◆ Problem
Reproduce the lines of the listing from its very first line through the line containing "M 111 167 L", including that line, keeping every line unchanged.

◆ Region annotation entries

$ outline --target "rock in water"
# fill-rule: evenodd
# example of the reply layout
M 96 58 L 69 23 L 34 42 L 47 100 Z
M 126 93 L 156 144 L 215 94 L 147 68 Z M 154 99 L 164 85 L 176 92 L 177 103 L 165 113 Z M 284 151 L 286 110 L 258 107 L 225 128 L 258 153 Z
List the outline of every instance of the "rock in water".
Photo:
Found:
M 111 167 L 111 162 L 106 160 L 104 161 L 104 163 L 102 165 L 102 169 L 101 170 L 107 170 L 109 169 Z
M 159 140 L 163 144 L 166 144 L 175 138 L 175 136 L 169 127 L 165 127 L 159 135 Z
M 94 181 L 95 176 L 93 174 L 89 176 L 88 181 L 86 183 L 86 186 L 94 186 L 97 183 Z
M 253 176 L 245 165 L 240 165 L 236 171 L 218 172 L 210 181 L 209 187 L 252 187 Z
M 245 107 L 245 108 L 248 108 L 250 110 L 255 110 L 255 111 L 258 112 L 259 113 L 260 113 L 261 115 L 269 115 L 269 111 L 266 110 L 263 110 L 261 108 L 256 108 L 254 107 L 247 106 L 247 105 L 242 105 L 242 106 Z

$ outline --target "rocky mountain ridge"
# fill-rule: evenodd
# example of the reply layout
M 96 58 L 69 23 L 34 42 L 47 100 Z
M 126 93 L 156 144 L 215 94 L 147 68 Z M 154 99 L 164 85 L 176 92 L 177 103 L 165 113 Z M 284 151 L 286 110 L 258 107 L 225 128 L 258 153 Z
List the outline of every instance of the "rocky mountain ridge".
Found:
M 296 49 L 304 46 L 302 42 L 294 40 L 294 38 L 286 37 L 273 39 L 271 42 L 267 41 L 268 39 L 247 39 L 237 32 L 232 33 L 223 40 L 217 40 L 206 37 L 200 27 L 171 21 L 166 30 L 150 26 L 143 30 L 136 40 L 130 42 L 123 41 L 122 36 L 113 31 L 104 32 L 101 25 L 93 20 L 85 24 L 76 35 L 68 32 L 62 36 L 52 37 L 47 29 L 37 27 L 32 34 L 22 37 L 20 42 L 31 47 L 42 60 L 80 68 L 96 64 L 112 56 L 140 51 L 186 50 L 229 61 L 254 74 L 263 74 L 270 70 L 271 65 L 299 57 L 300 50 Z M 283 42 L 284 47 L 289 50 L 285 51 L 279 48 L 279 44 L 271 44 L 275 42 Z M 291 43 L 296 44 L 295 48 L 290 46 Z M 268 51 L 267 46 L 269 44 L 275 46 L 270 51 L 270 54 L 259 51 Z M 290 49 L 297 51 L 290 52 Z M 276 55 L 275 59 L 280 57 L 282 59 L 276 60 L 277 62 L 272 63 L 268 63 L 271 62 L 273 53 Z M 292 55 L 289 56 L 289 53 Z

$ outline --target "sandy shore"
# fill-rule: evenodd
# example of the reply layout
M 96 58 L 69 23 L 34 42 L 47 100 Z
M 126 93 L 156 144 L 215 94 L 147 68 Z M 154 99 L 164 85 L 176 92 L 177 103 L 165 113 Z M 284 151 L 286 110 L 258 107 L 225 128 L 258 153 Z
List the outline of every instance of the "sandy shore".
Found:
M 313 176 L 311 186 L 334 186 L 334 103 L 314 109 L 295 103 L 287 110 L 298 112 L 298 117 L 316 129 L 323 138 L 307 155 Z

◆ Solution for this problem
$ outline --target "rock in water"
# fill-rule: evenodd
# example of the reply layout
M 96 58 L 69 23 L 34 42 L 47 100 Z
M 126 93 L 156 144 L 215 94 L 147 68 Z M 154 99 L 164 85 L 176 92 L 177 103 L 165 113 Z M 284 151 L 286 110 L 258 107 L 225 128 L 258 153 Z
List the outline of every instance of the "rock in water".
Photo:
Found:
M 111 167 L 111 162 L 106 160 L 104 161 L 104 163 L 102 165 L 102 169 L 101 170 L 107 170 L 109 169 Z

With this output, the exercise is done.